▶ _WRITTEN REQUEST_:
Repeat the records with "green field" swapped for "grassy area" wherever it occurs, and change nothing else.

▶ _SUPPLIED MATERIAL_:
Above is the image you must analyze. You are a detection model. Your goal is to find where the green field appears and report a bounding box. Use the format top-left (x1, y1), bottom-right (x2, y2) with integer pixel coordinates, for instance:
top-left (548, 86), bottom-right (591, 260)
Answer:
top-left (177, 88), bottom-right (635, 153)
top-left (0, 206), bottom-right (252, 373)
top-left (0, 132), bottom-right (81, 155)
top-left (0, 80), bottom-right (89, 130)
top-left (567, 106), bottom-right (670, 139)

▶ _TASK RESPONSE_:
Above is the image you must analyze. You are a detection model. Your goal is to find where the grassy area appears and report a bounding box. Use the format top-left (x1, y1), bottom-right (x2, y2) with integer pixel coordinates, for instance:
top-left (548, 86), bottom-right (591, 260)
Answer:
top-left (177, 88), bottom-right (635, 153)
top-left (0, 206), bottom-right (252, 373)
top-left (0, 132), bottom-right (81, 155)
top-left (0, 80), bottom-right (89, 130)
top-left (567, 106), bottom-right (670, 139)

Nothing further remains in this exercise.